▸ Given information:
──────

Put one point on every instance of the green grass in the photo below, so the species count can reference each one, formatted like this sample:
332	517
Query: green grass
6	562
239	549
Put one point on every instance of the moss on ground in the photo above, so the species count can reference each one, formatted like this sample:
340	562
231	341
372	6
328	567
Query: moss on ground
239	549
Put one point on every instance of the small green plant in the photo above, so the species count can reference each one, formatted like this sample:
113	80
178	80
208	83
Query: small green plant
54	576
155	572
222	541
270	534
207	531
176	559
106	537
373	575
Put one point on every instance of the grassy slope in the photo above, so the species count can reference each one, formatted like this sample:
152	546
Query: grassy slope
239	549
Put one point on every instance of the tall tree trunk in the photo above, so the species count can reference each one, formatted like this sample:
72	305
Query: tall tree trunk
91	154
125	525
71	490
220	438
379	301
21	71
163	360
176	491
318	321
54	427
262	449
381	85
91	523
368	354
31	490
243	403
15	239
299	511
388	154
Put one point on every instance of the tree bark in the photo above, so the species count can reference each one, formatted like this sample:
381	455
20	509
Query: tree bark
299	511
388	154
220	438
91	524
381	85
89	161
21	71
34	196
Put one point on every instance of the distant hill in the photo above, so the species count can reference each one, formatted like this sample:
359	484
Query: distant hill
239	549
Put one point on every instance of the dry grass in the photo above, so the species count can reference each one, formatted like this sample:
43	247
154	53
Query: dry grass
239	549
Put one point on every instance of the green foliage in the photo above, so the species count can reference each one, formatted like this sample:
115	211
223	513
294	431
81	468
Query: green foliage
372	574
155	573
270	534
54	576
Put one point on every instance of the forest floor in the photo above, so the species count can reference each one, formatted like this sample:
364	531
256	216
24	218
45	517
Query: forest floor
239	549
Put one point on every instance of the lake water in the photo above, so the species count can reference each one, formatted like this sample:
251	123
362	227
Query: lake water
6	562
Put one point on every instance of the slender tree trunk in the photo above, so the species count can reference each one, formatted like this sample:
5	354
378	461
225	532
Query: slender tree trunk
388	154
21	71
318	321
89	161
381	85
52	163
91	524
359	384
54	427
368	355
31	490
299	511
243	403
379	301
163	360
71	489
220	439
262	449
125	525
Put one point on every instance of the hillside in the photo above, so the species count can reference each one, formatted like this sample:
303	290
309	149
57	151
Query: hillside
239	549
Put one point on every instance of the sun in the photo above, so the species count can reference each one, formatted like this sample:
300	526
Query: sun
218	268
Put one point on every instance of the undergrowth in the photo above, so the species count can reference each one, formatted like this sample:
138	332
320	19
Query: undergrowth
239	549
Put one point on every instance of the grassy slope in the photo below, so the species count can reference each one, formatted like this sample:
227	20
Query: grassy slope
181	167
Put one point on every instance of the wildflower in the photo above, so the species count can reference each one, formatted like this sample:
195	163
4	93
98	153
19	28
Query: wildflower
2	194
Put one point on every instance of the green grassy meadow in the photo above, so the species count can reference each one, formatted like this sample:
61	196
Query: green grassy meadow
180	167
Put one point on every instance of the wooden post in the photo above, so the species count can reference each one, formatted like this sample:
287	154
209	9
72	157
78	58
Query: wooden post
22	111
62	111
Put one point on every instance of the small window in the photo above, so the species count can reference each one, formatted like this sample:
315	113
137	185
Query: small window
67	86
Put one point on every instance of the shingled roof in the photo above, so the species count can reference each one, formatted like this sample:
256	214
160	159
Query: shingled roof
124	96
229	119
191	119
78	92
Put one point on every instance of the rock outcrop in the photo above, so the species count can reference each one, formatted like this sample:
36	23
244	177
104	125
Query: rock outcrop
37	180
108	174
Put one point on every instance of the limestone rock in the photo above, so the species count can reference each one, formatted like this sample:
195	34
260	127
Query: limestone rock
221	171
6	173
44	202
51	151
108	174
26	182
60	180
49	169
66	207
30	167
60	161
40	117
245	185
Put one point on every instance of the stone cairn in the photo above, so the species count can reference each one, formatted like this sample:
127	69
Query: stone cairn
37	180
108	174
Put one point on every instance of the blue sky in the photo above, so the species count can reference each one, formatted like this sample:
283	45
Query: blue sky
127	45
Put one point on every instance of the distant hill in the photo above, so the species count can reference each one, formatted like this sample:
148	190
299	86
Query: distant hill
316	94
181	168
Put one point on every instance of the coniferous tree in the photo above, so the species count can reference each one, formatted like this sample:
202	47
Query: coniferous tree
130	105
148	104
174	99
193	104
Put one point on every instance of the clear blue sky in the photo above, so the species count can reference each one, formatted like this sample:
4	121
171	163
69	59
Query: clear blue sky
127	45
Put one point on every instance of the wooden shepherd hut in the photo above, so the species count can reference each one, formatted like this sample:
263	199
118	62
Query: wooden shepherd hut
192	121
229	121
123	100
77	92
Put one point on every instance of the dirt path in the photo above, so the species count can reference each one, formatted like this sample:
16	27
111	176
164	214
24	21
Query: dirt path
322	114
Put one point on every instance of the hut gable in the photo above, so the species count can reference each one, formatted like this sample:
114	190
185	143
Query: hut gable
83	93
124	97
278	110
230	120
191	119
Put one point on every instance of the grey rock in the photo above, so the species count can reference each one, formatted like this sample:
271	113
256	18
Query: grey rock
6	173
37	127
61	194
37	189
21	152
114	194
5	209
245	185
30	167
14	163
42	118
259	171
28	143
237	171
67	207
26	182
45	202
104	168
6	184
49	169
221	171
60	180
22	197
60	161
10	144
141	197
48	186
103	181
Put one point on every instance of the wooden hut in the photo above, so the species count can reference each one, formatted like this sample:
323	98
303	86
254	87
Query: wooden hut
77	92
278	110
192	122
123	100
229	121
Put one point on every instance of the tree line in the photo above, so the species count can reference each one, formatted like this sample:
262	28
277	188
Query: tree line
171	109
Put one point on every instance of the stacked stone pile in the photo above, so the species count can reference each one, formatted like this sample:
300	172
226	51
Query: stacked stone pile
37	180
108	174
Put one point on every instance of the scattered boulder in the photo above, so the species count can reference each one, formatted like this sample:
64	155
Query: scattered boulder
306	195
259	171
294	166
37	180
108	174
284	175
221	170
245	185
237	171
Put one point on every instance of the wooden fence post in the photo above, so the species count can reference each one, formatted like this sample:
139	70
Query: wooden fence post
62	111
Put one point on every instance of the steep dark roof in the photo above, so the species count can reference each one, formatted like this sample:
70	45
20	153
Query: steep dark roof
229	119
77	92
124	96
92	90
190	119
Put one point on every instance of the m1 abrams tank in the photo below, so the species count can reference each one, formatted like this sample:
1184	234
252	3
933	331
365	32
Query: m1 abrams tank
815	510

──────

Every line of data must be returned unchanged.

Put one point on every instance of the green grass in the photo below, so the species count can reference each one, formatted like this sample:
332	517
Query: green grass
6	562
239	549
Put one point on every instance of the moss on ground in the photo above, so the species count can reference each one, formatted like this sample:
340	562
231	341
372	6
328	567
Query: moss on ground
239	549
Put one point on every instance of the small green plant in the photo above, so the species count can reference each one, formatted like this sample:
113	80
178	80
208	83
Query: small green plant
54	576
155	572
222	541
270	534
207	531
176	559
106	537
373	575
Put one point on every instance of the grassy slope in the photo above, so the species count can reference each one, formatted like this sample:
152	546
Query: grassy slope
239	549
Put one point on every instance of the tall tree trunk in the photo above, so the species count can reference each one, formatted like this sample:
72	305
Query: tall tree trunk
91	154
125	525
71	490
220	438
379	301
21	71
163	360
176	491
318	321
54	427
262	449
381	85
91	523
368	354
31	490
243	403
15	239
299	511
388	154
Put one point on every instance of the tree bark in the photo above, so the species count can reference each one, formatted like this sample:
381	455
20	509
Query: tree bark
299	511
388	154
220	438
91	524
381	85
89	161
21	71
34	196
Put one point on every instance of the distant hill in the photo above, so the species count can reference each one, formatted like this sample:
359	484
Query: distant hill
239	549
Put one point on every instance of the dry grass in the photo above, so the species count can reference each one, formatted like this sample:
43	247
154	53
Query: dry grass
239	549
Put one point on every instance of the green foliage in the photo above, so the species count can reference each one, formatted like this sample:
115	211
223	513
294	431
81	468
Query: green foliage
372	574
155	573
270	534
54	576
Put one point on every instance of the forest floor in the photo above, so the species count can reference each one, formatted like this sample:
364	531
256	216
24	218
45	517
Query: forest floor
239	549
Put one point on every instance of the lake water in the photo above, so the species count can reference each one, formatted like this sample:
251	123
362	227
Query: lake water
6	562
Put one point on every instance of the slender tree trunk in the photo above, so the species count can reference each one, formatted like this sample:
5	354
378	461
225	532
Query: slender tree trunk
388	154
21	71
318	321
89	161
381	85
52	163
91	524
359	384
54	427
368	355
31	490
299	511
243	403
379	301
163	360
71	489
220	439
262	449
125	525
Put one point on every instance of the hillside in the photo above, so the species count can reference each one, formatted like this sample:
303	290
309	149
57	151
Query: hillside
239	549
Put one point on every instance of the sun in the photo above, so the species count can reference each one, formatted like this sample:
300	526
Query: sun
218	268
Put one point on every instance of the undergrowth in the photo above, so the species count can reference each one, formatted like this sample:
138	332
320	19
Query: undergrowth
239	549
Put one point on every instance of the grassy slope in the photo below, so the species count can reference each one, formatted like this sample:
227	20
Query: grassy slope
181	167
Put one point on every instance of the wildflower in the photo above, so the species count can reference each one, formatted like this sample:
195	163
4	93
98	153
19	28
Query: wildflower
2	194
Put one point on every instance of the green grassy meadow in the photo above, so the species count can reference each one, formatted like this sample:
61	196
Query: green grassy meadow
180	167
Put one point on every instance of the wooden post in the photo above, so the species count can reference each one, formatted like this sample:
287	154
209	9
72	157
78	58
Query: wooden post
22	111
62	111
Put one point on every instance of the small window in the photo above, so the species count can reference each one, formatted like this sample:
315	113
137	185
Query: small window
67	86
Put one point on every instance of the shingled roof in the photo above, so the species count can reference each one, formatted like this sample:
256	214
160	159
Query: shingled roof
124	96
229	119
191	119
78	92
Put one point on every instance of the rock outcrop in the photo above, so the species count can reference each one, formatted like this sample:
36	23
244	177
104	125
Query: rock outcrop
37	180
108	174
Put one point on every instance of the limestone rock in the photo above, so the species count can reference each one, formatted like this sample:
195	34
260	127
Query: limestone rock
221	171
6	173
44	202
51	151
108	174
26	182
60	180
49	169
66	207
30	167
60	161
40	117
245	185
Put one point on every instance of the stone cairn in the photo above, so the species count can reference each one, formatted like this sample:
127	69
Query: stone cairn
37	180
108	174
Put one point on every instance of the blue sky in the photo above, so the species count can reference each one, formatted like this sample:
283	45
Query: blue sky
127	45
Put one point on every instance of the distant hill in the photo above, so the species count can reference each one, formatted like this sample:
148	190
299	86
Query: distant hill
316	94
181	168
Put one point on every instance of the coniferous tree in the photo above, so the species count can reference each one, formatted like this sample:
202	47
Query: coniferous tree
130	105
148	104
174	99
193	104
Put one point on every instance of the clear blue sky in the photo above, so the species count can reference each one, formatted like this sample:
4	121
171	163
69	59
Query: clear blue sky
127	45
Put one point on every instance of the wooden shepherd hut in the photo above, so the species count can reference each one, formatted like this sample:
263	199
118	62
Query: wooden shepherd hut
192	121
229	121
123	100
77	92
Put one point on every instance of the dirt path in the photo above, so the species count can reference each one, formatted like this sample:
16	27
111	176
164	214
24	21
Query: dirt path
322	114
Put one point on every instance of the hut gable in the photo above, so the species count can reference each one, formatted like this sample:
114	190
185	143
Query: hut gable
83	93
124	97
278	110
230	120
191	119
Put one point on every instance of the grey rock in the photo above, so the species count can reference each one, formatted like this sample:
271	113
256	18
Query: grey rock
6	173
37	127
61	194
37	189
21	152
114	194
5	209
245	185
30	167
14	163
42	118
259	171
28	143
237	171
67	207
26	182
45	202
104	168
6	184
49	169
221	171
60	180
22	197
60	161
10	144
141	197
48	186
103	181
Put one point on every instance of the wooden hut in the photo above, so the species count can reference each one, formatted like this sample:
323	98
303	86
254	87
Query: wooden hut
77	92
278	110
192	122
123	100
229	121
Put one point on every instance of the tree line in the photo above, so the species count can reference each one, formatted like this sample:
262	28
277	188
Query: tree line
171	109
Put one point on every instance of the stacked stone pile in the photo above, so the species count can reference each one, formatted like this sample:
300	172
226	51
Query: stacked stone pile
37	180
108	174
Put one point on every instance of the scattered boulder in the photo above, so the species count can reference each one, formatted like this sample:
64	155
Query: scattered boulder
306	195
259	171
294	166
37	180
108	174
284	175
221	170
245	185
237	171
Put one point on every instance of the wooden fence post in the photo above, so the species count can reference each one, formatted like this sample:
139	70
Query: wooden fence post
62	111
Put one point on every instance of the steep dark roof in the photo above, so the species count can reference each one, formatted like this sample:
70	45
20	153
Query: steep dark roof
229	119
77	92
124	96
92	90
190	119
Put one point on every instance of the m1 abrams tank in the photo below, so the species count can reference each one, formatted like this sample:
1184	234
252	3
933	331
365	32
Query: m1 abrams tank
815	510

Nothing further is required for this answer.